--- Extrait du texte ---
<<<<

D’emblée l’innovation a impliqué le comptoir, avec au début, la gestion du tiers payant et la lecture des cartes Sésame Vitale, mais il y a eu aussi le code-barres qui s’est généralisé en France dans les années quatre-vingt. Forcément relié à un système d’information, le code-barres scanné par un lecteur adapté transmet des informations, le prix, puis au fil de l’évolution technique et réglementaire, d’autres données permettant une gestion plus précise de la traçabilité du médicament. Les réformes ont succédé les unes aux autres, et des codes plus complexes sont apparus, en 2009, le CIP 13 est venu se substituer au CIP 7 permettant ainsi un élargissement de la codification, puis est arrivé le fameux code Datamatrix, qui se distingue du code-barres par son aspect bi dimensionnel, capable d’intégrer de nombreuses informations dont le numéro de lot et la date de péremption. Il est arrivé sur les boîtes des médicaments remboursés en 2012 et a entraîné la suppression de la vignette l’année dernière. Toutes ces évolutions ont conduit les fabricants à proposer des lecteurs ou des PDA (Personnal Digital Assistant) afin de lire le mieux possible ces différents codes.
Et toujours dans le sillage de l’évolution réglementaire, la numérisation des ordonnances a conduit en 2012 et 2013 à poursuivre le travail de dématérialisation et contribué à équiper les comptoirs de nouveaux matériels, des scanners de différentes sortes, les plus petits possibles afin d’apporter le plus de confort aux équipes officinales, avec différents formats et caractéristiques afin de s’adapter aux besoins des officines. Les comptoirs de pharmacie offrent ainsi une véritable vitrine de l’usage des technologies dans le quotidien d’une profession.
Les technologies dans l’espace de vente.
Après avoir conquis le back-office et les comptoirs, les hautes technologies investissent désormais l’espace de vente lui-même depuis une dizaine d’années. Cela a commencé par les écrans dispatchés dans l’officine, c’est simple et ludique pour le patient, cela demande néanmoins une gestion de contenu précise, à laquelle une société, Futuramédia, a répondu dès 2004 en proposant la gratuité en échange d’un contenu géré de bout en bout et partagé entre la publicité et diverses informations, avant de laisser les pharmaciens s’ils le souhaitent piloter une partie du contenu. Les technologies se sont améliorées et depuis 2012 environ, la digitalisation de l’espace de vente s’étend jusqu’à occuper la vitrine des pharmacies, avec des écrans plus fins et à la luminosité plus intense.
De même, les étiquettes électroniques ont fait leur apparition dans les années quatre-vingt-dix mais c’est au milieu des années 2000 qu’elles se généralisent dans les commerces, notamment dans la grande distribution, tandis que les officines suivent avec parcimonie, le coût de ces produits étant élevé. Mais ses nouvelles qualités graphiques en font un élément clé de la gestion des informations dans l’espace de vente, pas seulement relatives aux prix des produits exposés. D’autres technologies digitales sous formes de bornes à partir desquelles il est possible d’informer et d’interagir avec les clients étendent encore la digitalisation de l’espace de vente.

>>>>

--- Utilisez ces informations ---
A: D'après l'extrait, en quelle année le CIP 13 a-t-il remplacé le CIP 7 ?
B: Relevez toutes les technologies que l'extrait cite pour l'espace de vente des pharmacies.

--- Données fournies ---
<<<<

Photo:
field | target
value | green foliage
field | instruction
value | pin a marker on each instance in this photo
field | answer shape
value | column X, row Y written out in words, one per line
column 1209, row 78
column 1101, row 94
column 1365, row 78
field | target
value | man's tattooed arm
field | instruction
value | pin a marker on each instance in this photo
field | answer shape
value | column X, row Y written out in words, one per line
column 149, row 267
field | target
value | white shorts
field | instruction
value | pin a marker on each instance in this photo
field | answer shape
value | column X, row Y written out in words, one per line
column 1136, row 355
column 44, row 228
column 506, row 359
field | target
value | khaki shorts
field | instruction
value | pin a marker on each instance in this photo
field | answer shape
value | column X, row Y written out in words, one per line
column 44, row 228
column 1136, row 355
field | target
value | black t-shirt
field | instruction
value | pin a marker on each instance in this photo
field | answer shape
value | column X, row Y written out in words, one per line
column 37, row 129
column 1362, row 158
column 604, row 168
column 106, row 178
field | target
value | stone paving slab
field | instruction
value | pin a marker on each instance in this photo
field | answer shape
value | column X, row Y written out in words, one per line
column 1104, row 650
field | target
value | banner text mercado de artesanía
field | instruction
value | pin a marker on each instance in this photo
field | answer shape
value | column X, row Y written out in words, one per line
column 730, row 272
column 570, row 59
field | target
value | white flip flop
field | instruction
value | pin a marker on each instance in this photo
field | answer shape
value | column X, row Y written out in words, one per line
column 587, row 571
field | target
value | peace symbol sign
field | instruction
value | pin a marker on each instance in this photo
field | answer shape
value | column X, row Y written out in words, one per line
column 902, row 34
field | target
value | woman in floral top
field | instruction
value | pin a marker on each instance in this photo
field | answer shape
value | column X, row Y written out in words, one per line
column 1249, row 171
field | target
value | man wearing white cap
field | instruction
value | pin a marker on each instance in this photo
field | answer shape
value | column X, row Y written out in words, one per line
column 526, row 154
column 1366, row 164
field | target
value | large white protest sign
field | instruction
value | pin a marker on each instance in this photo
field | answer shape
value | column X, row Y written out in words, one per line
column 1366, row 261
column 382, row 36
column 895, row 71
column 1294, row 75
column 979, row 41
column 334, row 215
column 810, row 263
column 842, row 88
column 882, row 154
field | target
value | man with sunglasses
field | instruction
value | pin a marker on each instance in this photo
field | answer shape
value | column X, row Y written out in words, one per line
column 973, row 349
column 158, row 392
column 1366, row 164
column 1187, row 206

>>>>

--- Résultats ---
A: En 2009.

B: Les écrans (dans l'officine, puis jusqu'en vitrine), les étiquettes électroniques et les bornes permettant d'informer les clients et d'interagir avec eux.